» What you will do
Copy out the records below, swapping each "tightly" for "precisely" and leaving everything else as it is.

» Detection annotation records
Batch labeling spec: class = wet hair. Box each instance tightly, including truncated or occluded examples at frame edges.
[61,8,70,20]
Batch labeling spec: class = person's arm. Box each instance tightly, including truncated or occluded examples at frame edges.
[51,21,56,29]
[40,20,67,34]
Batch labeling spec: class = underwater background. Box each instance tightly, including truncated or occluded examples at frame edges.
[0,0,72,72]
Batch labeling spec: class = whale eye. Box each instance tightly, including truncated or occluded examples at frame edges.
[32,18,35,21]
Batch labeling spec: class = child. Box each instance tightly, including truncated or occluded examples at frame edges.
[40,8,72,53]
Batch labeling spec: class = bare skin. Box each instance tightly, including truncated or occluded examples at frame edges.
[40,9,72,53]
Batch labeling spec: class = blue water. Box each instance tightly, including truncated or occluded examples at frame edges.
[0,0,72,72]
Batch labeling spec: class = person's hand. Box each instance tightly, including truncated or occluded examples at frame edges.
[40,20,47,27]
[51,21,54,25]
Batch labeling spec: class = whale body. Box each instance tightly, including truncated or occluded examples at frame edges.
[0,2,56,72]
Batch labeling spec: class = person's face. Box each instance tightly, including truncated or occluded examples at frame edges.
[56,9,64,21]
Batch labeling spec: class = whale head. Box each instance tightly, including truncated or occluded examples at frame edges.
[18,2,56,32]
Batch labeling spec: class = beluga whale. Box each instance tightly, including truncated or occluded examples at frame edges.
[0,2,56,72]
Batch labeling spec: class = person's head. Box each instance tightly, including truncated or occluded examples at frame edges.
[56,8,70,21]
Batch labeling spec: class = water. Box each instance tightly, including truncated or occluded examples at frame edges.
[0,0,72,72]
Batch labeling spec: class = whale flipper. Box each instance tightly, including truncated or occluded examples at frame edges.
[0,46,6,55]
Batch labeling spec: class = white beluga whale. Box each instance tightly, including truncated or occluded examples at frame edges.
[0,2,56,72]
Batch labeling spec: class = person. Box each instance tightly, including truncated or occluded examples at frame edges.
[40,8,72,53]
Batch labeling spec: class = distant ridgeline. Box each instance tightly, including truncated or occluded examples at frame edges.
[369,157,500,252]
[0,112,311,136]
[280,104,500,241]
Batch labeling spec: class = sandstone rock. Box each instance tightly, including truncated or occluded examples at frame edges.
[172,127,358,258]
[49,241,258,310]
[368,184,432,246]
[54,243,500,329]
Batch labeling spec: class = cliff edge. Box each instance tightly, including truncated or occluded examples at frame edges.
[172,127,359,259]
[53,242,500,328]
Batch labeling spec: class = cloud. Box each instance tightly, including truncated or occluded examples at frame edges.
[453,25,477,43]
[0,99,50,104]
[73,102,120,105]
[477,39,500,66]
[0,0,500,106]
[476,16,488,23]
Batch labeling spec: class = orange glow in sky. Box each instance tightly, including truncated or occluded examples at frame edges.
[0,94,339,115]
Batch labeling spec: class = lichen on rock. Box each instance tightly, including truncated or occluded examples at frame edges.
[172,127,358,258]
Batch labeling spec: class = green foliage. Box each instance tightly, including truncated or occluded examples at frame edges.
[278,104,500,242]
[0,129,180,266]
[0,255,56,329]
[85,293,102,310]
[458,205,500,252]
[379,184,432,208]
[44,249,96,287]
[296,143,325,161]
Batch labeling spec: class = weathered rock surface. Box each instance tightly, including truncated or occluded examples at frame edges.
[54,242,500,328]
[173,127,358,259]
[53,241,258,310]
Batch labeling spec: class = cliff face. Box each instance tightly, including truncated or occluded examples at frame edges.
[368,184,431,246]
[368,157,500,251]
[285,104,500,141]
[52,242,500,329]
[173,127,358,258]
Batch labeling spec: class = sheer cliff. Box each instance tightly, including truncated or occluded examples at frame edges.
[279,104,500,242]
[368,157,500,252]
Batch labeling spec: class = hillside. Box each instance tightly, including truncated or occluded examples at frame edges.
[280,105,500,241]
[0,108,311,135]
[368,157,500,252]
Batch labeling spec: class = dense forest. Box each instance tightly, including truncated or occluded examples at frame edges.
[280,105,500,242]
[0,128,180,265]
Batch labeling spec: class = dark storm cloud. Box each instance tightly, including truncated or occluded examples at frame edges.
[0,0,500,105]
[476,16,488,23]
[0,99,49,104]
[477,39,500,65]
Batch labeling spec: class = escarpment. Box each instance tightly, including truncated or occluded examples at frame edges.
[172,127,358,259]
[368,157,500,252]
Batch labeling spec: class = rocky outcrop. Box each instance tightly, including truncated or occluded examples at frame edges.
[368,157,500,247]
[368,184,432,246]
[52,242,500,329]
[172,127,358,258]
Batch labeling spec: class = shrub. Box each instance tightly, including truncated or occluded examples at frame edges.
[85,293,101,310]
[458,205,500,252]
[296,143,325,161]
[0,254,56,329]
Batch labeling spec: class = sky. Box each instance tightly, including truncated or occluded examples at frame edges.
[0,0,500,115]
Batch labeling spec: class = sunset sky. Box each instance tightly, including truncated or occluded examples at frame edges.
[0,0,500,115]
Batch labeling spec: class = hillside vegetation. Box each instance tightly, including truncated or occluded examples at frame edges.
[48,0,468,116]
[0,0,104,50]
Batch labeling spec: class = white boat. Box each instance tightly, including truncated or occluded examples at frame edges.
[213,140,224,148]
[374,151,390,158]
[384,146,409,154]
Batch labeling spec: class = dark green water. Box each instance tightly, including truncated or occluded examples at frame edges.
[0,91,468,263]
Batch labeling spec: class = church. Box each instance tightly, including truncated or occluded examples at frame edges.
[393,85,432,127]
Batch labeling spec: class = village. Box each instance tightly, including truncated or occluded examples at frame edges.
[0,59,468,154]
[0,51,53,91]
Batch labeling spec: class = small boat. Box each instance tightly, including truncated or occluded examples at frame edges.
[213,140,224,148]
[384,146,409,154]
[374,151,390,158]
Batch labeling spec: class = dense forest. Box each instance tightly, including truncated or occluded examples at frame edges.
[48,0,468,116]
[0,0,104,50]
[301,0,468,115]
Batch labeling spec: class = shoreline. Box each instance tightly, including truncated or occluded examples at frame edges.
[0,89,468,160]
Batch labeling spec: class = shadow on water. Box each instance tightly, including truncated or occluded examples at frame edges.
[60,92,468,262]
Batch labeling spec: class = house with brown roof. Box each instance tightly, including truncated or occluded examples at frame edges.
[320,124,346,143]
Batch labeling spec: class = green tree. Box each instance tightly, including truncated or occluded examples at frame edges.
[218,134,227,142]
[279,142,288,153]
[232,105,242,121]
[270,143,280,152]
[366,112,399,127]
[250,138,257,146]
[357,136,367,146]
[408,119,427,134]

» The answer
Batch labeling spec: class = wet hair. Box each instance precisely, including truncated or occluded examples at frame edges.
[61,8,70,20]
Batch labeling spec: class = person's arm. Box each instance precisely, including truncated or occluded examples at frame edges.
[51,21,56,29]
[40,20,67,34]
Batch labeling spec: class = underwater background. Box each instance precisely, including truncated or occluded examples at frame edges.
[0,0,72,72]
Batch labeling spec: class = whale eye. Box each instance precisely, including truncated or occluded examples at frame edges.
[32,18,35,21]
Batch labeling spec: class = child. Box each instance precisely, including truncated or occluded examples at frame edges.
[40,8,72,53]
Batch labeling spec: class = bare skin. Box each instance precisely, including truncated or occluded examples at frame edges.
[40,9,72,53]
Batch labeling spec: class = blue water. Box each instance precisely, including truncated or occluded examples at frame edges.
[0,0,72,72]
Batch labeling spec: class = person's hand. Box each instance precisely, including truncated or occluded examples at frame edges.
[40,20,47,27]
[51,21,54,25]
Batch labeling spec: class = whale body. Box each instance precisely, including truncated or occluded examples at frame edges.
[0,2,56,72]
Batch labeling spec: class = person's face. Box each instance precisely, including truncated or occluded examples at frame edges.
[56,9,64,21]
Batch labeling spec: class = whale head. Box each instance precisely, including truncated or occluded examples at frame edges.
[18,2,56,32]
Batch labeling spec: class = beluga whale. Box each instance precisely, including truncated or occluded examples at frame edges.
[0,2,56,72]
Batch labeling spec: class = person's head. Box each instance precisely, including truncated or occluded examples at frame edges.
[56,8,70,21]
Batch labeling spec: class = water. Box each instance precisely, including truncated or occluded examples at frame edges.
[0,0,72,72]
Batch labeling spec: class = whale flipper. Box each instance precisely, including truncated or occluded examples at frame edges.
[0,46,6,55]
Batch labeling spec: class = white beluga whale. Box each instance precisely, including truncated or occluded examples at frame edges.
[0,2,56,72]
Batch labeling spec: class = person. Box each instance precisely, including truncated or occluded examples at frame edges.
[40,8,72,53]
Batch labeling spec: class = distant ridgeline. Box each instance precisely, including truncated or occluded examples at frame edges.
[369,157,500,252]
[0,112,311,136]
[280,104,500,241]
Batch labeling spec: class = sandstone rock. Box each instance precisely, including truncated or occluded examples at frame edges.
[172,127,358,258]
[49,241,258,310]
[368,184,432,246]
[54,243,500,329]
Batch labeling spec: class = cliff edge. Box each instance precisely, including truncated or occluded examples at frame edges.
[172,127,359,259]
[53,242,500,328]
Batch labeling spec: class = cloud. Box each instance precisely, including truncated or occluded examples at frame edges.
[453,25,477,43]
[0,99,50,104]
[73,102,120,105]
[477,39,500,66]
[0,0,500,106]
[476,16,488,23]
Batch labeling spec: class = orange glow in sky. Box each instance precisely, including truncated or occluded examples at frame edges.
[0,94,339,115]
Batch labeling spec: class = lichen on rock. Box each instance precisely, including truncated or occluded examples at frame edges.
[172,127,358,258]
Batch labeling spec: class = green foliage. Box each instance precisely, including truncated or occluded examples at frame edges.
[278,104,500,242]
[0,129,180,266]
[0,255,56,329]
[85,293,102,310]
[458,205,500,252]
[379,184,432,208]
[44,249,96,287]
[296,143,325,161]
Batch labeling spec: class = weathered rock surface. Box each instance precisely, including truncated or occluded examples at frame edges.
[54,242,500,328]
[173,127,358,259]
[53,241,258,310]
Batch labeling spec: class = cliff face. Box each instance precisely, including truncated or occluded examples at frame edges.
[368,184,431,246]
[368,157,500,251]
[285,104,500,141]
[52,242,500,329]
[173,127,358,258]
Batch labeling spec: class = sheer cliff. Box each instance precisely, including truncated or occluded examples at frame edges.
[279,104,500,242]
[368,157,500,252]
Batch labeling spec: class = hillside. Box each instance precisely, including truncated or occluded examples at frame edges.
[280,105,500,241]
[0,108,311,135]
[368,157,500,252]
Batch labeling spec: class = dense forest. Box each instance precisely, including truncated or occluded examples at frame edges.
[280,105,500,242]
[0,128,180,265]
Batch labeling spec: class = dark storm cloud. Box each instance precisely, including truncated or occluded examples at frame edges.
[0,0,500,105]
[476,16,488,23]
[0,99,49,104]
[477,39,500,65]
Batch labeling spec: class = escarpment. Box each instance precisely, including truncated or occluded examples at frame edges.
[172,127,358,259]
[368,157,500,252]
Batch labeling spec: class = rocky outcrop. Box each instance precisely, including truncated or occluded examples at frame edges.
[368,157,500,247]
[368,184,432,246]
[52,242,500,329]
[172,127,358,258]
Batch labeling spec: class = shrub. Box each instance precisely, including truncated or occluded examples at frame edges.
[85,293,101,310]
[458,205,500,252]
[296,143,325,161]
[0,254,56,329]
Batch labeling spec: class = sky. Box each instance precisely, including truncated or occluded examples at frame edges.
[0,0,500,115]
Batch labeling spec: class = sunset sky. Box each instance precisely, including truncated or occluded examples at frame edges.
[0,0,500,115]
Batch labeling spec: class = hillside vegetation. Box each instance precisely, including truncated or occluded examples at frame edges.
[48,0,468,116]
[0,0,104,50]
Batch labeling spec: class = white boat. Box each instance precisely, including truncated or occluded examples at frame edges.
[213,140,224,148]
[374,151,390,158]
[384,146,409,154]
Batch labeling spec: class = dark green water. Box each instance precisely, including truncated or occluded examples at frame edges.
[0,91,468,263]
Batch labeling spec: class = church. Box each instance precisely, including truncated or occluded examples at frame edges.
[393,85,432,127]
Batch labeling spec: class = village. Box each instance precisely, including truncated or occluded examples at frame edges.
[0,59,468,154]
[0,51,53,91]
Batch labeling spec: class = small boat. Box each instance precisely, including truncated or occluded examples at frame edges.
[213,140,224,148]
[384,146,409,154]
[374,151,390,158]
Batch labeling spec: class = dense forest. Box each instance precisely, including truncated or occluded examples at frame edges.
[48,0,468,116]
[0,0,104,50]
[301,0,468,115]
Batch labeling spec: class = shoreline. Box each instance precisely, including truncated or occluded examples at frame edges.
[0,89,468,160]
Batch labeling spec: class = shadow on water. Box each instance precisely, including truncated or occluded examples at frame edges.
[60,92,468,262]
Batch labeling spec: class = house with brown roof. Box each instance precisely, including truncated or occluded examples at frame edges.
[320,124,346,143]
Batch labeling spec: class = green tree. Box each instance precisely, including truncated or occluded examples at frame edges.
[218,134,227,142]
[279,142,288,153]
[232,105,242,121]
[270,143,280,152]
[366,112,399,127]
[250,138,257,146]
[357,136,367,146]
[408,119,427,134]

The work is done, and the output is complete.